◆ Stated problem ◆
Count the lines in the entries below that contain the word "main". Reply with that number only.
>> START Stored data
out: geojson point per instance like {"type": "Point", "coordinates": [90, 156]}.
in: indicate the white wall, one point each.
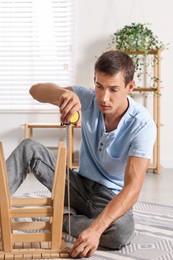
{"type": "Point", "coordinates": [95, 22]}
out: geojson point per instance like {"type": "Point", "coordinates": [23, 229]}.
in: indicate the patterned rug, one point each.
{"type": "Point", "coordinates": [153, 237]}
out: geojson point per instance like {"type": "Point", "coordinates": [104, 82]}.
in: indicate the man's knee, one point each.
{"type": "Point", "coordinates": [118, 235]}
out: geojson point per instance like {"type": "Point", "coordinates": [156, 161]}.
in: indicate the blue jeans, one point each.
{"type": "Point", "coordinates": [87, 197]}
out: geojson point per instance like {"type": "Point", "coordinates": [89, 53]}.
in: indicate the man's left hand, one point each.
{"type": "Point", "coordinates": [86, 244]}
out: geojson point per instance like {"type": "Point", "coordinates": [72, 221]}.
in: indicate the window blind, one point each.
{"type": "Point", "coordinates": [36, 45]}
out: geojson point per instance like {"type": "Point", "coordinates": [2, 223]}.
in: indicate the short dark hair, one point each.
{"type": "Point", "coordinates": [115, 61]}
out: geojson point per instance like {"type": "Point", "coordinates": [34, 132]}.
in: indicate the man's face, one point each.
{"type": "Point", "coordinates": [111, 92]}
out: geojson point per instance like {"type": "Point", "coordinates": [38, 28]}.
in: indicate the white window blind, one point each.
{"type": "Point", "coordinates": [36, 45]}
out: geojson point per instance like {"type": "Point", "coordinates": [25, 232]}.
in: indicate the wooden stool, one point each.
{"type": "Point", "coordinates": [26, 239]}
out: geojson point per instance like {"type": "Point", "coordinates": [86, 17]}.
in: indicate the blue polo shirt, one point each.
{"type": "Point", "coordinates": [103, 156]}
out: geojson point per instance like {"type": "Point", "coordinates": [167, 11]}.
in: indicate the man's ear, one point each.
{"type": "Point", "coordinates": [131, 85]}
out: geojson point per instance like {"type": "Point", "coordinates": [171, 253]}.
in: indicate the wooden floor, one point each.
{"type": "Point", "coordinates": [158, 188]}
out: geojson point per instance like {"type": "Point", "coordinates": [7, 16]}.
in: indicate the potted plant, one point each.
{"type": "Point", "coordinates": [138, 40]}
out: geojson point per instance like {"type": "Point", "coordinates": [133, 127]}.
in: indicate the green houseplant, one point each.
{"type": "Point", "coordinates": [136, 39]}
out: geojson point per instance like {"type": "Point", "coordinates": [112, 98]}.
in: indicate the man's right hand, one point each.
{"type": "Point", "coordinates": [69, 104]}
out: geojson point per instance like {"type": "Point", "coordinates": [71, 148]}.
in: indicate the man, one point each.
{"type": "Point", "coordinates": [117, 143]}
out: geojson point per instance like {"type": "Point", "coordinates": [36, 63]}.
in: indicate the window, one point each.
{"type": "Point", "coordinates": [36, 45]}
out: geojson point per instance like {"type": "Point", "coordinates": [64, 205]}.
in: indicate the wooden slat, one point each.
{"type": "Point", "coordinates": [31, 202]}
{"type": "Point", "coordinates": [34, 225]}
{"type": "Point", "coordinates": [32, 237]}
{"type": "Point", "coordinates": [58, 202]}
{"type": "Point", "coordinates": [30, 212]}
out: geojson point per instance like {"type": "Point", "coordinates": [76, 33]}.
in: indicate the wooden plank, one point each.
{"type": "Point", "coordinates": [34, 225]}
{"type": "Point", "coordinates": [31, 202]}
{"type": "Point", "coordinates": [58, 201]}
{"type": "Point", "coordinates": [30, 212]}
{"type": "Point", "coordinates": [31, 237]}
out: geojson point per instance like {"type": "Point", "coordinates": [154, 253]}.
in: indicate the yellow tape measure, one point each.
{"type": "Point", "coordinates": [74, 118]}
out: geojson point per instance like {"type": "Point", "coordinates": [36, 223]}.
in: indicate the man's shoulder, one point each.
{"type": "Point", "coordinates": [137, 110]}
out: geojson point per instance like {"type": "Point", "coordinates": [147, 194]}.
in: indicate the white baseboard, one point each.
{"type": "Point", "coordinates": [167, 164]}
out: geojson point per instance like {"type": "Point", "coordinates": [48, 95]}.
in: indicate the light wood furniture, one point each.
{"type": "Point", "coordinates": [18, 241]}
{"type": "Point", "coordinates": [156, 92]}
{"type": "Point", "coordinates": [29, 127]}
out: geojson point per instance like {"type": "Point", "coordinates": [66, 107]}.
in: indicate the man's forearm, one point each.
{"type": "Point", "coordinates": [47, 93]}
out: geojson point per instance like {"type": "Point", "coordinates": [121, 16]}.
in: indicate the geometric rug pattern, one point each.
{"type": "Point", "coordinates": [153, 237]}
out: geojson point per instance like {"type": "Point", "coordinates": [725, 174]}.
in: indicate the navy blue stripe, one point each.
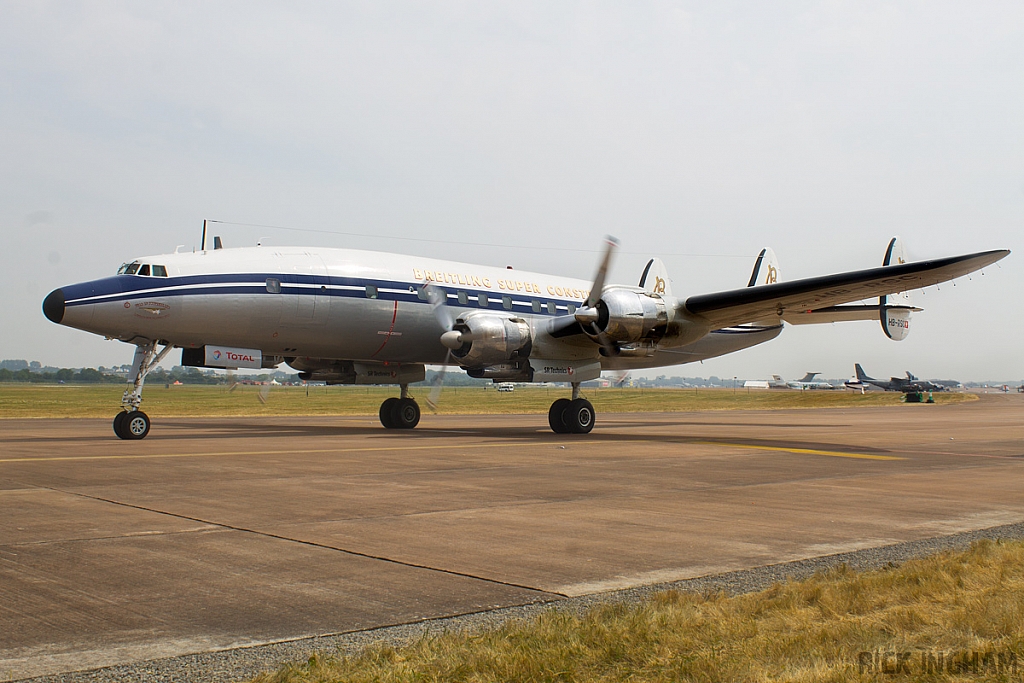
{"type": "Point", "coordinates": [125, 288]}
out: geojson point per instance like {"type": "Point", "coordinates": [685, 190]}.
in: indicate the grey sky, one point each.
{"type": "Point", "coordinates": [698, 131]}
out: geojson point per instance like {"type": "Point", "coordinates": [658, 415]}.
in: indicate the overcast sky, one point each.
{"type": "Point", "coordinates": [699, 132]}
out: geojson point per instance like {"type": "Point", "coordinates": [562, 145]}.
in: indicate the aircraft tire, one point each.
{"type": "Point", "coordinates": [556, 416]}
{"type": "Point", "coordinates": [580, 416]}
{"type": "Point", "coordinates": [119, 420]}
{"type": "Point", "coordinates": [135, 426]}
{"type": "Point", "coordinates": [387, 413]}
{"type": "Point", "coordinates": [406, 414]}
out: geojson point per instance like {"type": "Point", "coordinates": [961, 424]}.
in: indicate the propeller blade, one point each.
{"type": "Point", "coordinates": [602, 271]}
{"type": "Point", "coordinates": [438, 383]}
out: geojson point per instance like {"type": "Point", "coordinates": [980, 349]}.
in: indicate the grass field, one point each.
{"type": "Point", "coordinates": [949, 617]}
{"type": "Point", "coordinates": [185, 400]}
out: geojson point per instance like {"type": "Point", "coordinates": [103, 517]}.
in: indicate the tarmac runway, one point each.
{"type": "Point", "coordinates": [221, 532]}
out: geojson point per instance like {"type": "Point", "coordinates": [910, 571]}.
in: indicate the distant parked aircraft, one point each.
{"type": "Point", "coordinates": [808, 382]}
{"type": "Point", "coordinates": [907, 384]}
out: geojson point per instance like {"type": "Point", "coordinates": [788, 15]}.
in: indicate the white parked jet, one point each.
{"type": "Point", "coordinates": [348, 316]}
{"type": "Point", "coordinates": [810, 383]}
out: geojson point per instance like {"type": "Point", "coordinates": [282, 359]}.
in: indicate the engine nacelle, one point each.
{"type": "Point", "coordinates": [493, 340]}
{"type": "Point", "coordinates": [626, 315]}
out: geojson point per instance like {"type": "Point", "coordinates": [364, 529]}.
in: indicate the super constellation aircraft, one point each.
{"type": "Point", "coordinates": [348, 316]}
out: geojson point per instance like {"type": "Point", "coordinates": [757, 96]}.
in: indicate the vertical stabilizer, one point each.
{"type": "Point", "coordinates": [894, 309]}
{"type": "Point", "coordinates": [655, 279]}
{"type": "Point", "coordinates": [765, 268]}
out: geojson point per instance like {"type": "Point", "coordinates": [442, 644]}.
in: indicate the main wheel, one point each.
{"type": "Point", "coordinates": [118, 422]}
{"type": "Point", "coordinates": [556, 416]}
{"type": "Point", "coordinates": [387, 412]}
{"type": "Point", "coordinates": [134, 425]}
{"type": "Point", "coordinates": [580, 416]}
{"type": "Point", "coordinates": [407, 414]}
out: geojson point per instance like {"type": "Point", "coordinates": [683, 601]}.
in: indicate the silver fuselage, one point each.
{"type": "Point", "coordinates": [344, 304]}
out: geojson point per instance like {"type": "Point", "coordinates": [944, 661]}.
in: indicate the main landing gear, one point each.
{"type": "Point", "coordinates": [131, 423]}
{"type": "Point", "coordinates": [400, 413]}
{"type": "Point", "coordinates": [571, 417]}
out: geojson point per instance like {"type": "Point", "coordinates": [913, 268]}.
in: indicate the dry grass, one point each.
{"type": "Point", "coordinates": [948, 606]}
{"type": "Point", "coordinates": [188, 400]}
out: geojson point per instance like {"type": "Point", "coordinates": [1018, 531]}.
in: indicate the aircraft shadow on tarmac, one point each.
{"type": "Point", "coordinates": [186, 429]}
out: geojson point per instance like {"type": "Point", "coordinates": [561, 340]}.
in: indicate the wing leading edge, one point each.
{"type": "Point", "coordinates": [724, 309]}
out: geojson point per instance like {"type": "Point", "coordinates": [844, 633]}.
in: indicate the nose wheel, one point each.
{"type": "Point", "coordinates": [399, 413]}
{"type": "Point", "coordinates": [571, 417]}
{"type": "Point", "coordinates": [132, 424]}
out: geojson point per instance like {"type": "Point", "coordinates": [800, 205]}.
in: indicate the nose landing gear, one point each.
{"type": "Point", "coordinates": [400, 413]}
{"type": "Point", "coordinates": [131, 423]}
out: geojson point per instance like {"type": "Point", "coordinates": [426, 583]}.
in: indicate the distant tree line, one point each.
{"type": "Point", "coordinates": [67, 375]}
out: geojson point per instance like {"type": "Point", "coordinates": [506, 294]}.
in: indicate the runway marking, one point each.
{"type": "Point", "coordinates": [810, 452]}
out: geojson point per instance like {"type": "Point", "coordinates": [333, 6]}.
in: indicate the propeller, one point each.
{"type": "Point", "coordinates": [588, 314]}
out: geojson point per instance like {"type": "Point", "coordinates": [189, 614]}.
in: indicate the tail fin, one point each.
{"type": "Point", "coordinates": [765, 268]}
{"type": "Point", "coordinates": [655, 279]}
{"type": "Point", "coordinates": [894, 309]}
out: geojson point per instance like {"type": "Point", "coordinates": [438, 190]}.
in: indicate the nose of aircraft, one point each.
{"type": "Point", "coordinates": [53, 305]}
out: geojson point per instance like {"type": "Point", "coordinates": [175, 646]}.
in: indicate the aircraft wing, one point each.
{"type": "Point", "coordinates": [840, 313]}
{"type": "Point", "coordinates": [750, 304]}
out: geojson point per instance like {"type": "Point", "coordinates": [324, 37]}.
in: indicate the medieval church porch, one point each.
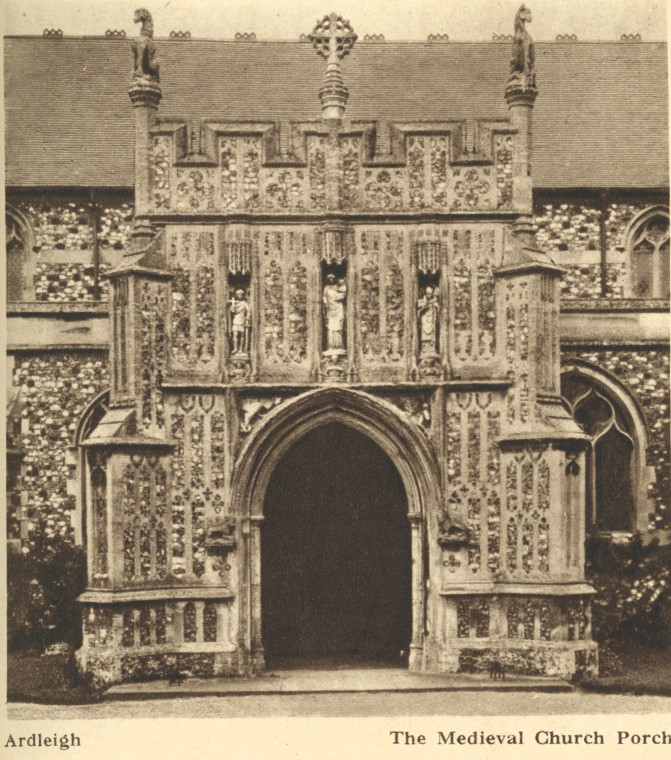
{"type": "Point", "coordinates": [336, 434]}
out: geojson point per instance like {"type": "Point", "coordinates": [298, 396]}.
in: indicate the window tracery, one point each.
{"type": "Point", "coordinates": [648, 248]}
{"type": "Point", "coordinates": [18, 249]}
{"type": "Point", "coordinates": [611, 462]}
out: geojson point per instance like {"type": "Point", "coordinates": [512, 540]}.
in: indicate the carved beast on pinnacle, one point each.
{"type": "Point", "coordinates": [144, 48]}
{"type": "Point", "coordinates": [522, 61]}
>> END Stored data
◆ Result ◆
2